**Position annotation records**
◇ ◇ ◇ ◇ ◇ ◇ ◇
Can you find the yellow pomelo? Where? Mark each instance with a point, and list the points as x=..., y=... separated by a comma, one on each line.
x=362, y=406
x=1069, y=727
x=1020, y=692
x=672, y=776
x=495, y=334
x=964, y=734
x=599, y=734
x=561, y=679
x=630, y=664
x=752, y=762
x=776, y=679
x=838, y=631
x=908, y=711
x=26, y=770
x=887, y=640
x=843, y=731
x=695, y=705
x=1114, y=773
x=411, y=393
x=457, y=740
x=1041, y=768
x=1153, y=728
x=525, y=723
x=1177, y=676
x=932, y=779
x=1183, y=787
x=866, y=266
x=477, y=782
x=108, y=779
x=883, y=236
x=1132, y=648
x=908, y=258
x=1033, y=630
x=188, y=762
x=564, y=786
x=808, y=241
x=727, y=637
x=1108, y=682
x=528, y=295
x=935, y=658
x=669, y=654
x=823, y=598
◇ ◇ ◇ ◇ ◇ ◇ ◇
**AIM**
Lay out all of the material above as a JSON list of strings, one string for each line, leaving out any blank lines.

**CORRECT OUTPUT**
[
  "Can you find the yellow pomelo? Where? Mark each instance with a point, and list the points as x=..., y=... separated by a comma, one on each line.",
  "x=362, y=406",
  "x=1069, y=727",
  "x=1020, y=692",
  "x=672, y=776",
  "x=495, y=334",
  "x=964, y=734",
  "x=599, y=734",
  "x=561, y=679",
  "x=630, y=664",
  "x=752, y=762",
  "x=776, y=679",
  "x=838, y=631",
  "x=908, y=711",
  "x=26, y=770",
  "x=887, y=640",
  "x=843, y=731",
  "x=695, y=705",
  "x=1114, y=773",
  "x=411, y=393",
  "x=457, y=740",
  "x=1041, y=768",
  "x=1153, y=728",
  "x=525, y=723",
  "x=1177, y=676",
  "x=932, y=779",
  "x=1183, y=787",
  "x=866, y=266",
  "x=477, y=782",
  "x=108, y=779",
  "x=883, y=236",
  "x=1132, y=648",
  "x=908, y=258",
  "x=1033, y=630",
  "x=188, y=762",
  "x=564, y=786",
  "x=808, y=241",
  "x=727, y=637",
  "x=1108, y=682",
  "x=528, y=295",
  "x=935, y=658",
  "x=669, y=654",
  "x=823, y=598"
]